La lengua nos permite tener desarrollado el sentido del gusto, a través del cual tenemos la posibilidad de apreciar y distinguir sabores. Al ingerir un alimento o bebida, nuestro organismo interpreta las señales (tanto gustativas como olfativas) disparadas por la sustancia en cuestión y consigue reconocer qué clase de sabor posee aquello que comimos o bebimos.
Hay, como se advierte al poner a prueba nuestro paladar, sabores amargos (la opción que menos se disfruta y que es característica de los venenos, aunque también se pone de manifiesto en numerosos medicamentos, ciertos chocolates, en las berenjenas y en las cáscaras o pieles de los cítricos); sabores dulces (uno de los más extendidos y preferidos a nivel universal, el cual aparece en productos con un elevado nivel de carbohidratos o con edulcorante añadido. Las tortas, la mayoría de las galletitas, los postres y las mermeladas son parte del conjunto de alternativas de dulce sabor); sabores ácidos (el limón, algunos caramelos, el vinagre, el pomelo y la ciruela integran este grupo) y sabores salados.

◆ **Preguntas de estudio**
1. Enumera los tipos de sabor que menciona el texto sobre el sentido del gusto.
2. Continúa el texto sobre el sentido del gusto a partir de su última oración.

◆ **Listado de entradas**
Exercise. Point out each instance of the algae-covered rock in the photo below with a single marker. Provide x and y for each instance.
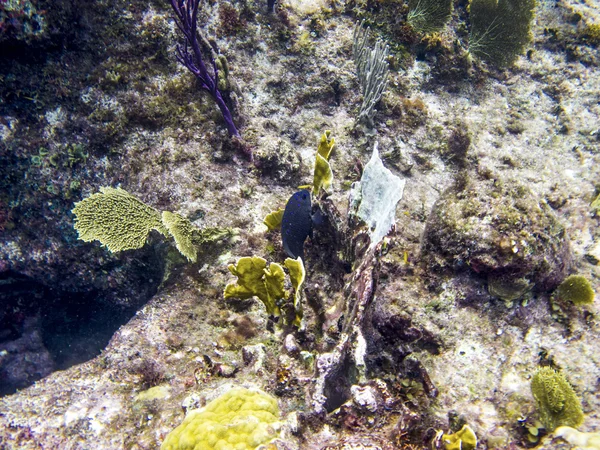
(557, 402)
(577, 290)
(501, 231)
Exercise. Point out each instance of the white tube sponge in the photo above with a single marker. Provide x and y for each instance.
(380, 192)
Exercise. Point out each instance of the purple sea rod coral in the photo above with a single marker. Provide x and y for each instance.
(186, 12)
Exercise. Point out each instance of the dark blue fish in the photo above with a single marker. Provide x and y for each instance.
(296, 224)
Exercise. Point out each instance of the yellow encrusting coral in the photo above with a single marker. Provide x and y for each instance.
(557, 402)
(464, 439)
(323, 175)
(297, 275)
(240, 419)
(254, 279)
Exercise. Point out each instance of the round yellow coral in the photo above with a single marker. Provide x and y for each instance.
(241, 419)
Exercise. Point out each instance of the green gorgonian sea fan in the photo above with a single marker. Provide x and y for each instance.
(427, 16)
(121, 221)
(500, 29)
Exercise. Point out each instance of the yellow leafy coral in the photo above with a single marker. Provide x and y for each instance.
(254, 279)
(297, 276)
(323, 175)
(464, 439)
(241, 419)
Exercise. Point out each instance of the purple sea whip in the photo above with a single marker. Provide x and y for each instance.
(186, 12)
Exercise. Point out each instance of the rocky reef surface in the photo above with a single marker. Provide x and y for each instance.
(443, 324)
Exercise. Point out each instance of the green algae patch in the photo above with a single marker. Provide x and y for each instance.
(577, 290)
(241, 419)
(182, 231)
(557, 402)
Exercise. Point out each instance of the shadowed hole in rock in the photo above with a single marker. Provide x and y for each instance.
(43, 329)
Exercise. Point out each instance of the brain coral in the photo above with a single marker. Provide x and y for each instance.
(241, 419)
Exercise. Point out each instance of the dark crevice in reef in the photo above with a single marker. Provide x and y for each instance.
(43, 329)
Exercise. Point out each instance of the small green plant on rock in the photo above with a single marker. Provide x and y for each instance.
(557, 402)
(427, 16)
(575, 289)
(500, 29)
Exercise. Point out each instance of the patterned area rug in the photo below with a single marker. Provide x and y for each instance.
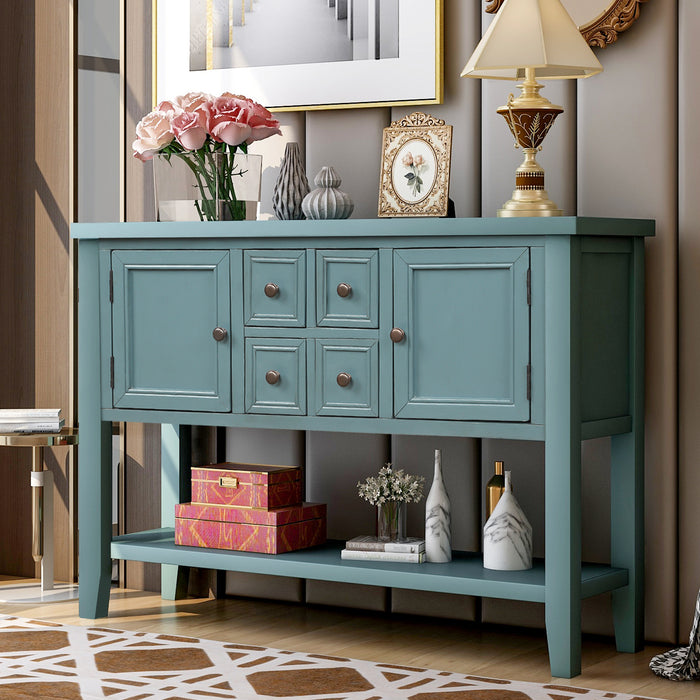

◆ **Respuestas**
1.
- Amargo
- Dulce
- Ácido
- Salado

2.
Este último sabor mencionado es uno de los más fáciles de reconocer y de encontrar a la hora de alimentarnos. La mayoría de las gastronomías del mundo contiene un número importante de platos salados, pero no todas las propuestas culinarias resultan saladas por el mismo motivo ya que hay ingredientes salados naturalmente y preparaciones que requieren distintas clases de sal o condimentos (como la salsa de soja, por ejemplo) para potenciar sus sabores naturales. Las pastas, el arroz y la pizza son algunas de las comidas que se caracterizan por ser saladas.
Cabe resaltar que, cuando los sabores se combinan, surgen resultados diversos que pueden gustar o no pero que el organismo logra interpretar como un sabor exótico o poco convencional, como ocurre al fusionar lo dulce y lo ácido dando lugar a un sabor agridulce (como las salsas agridulces, el pollo agridulce, etc.).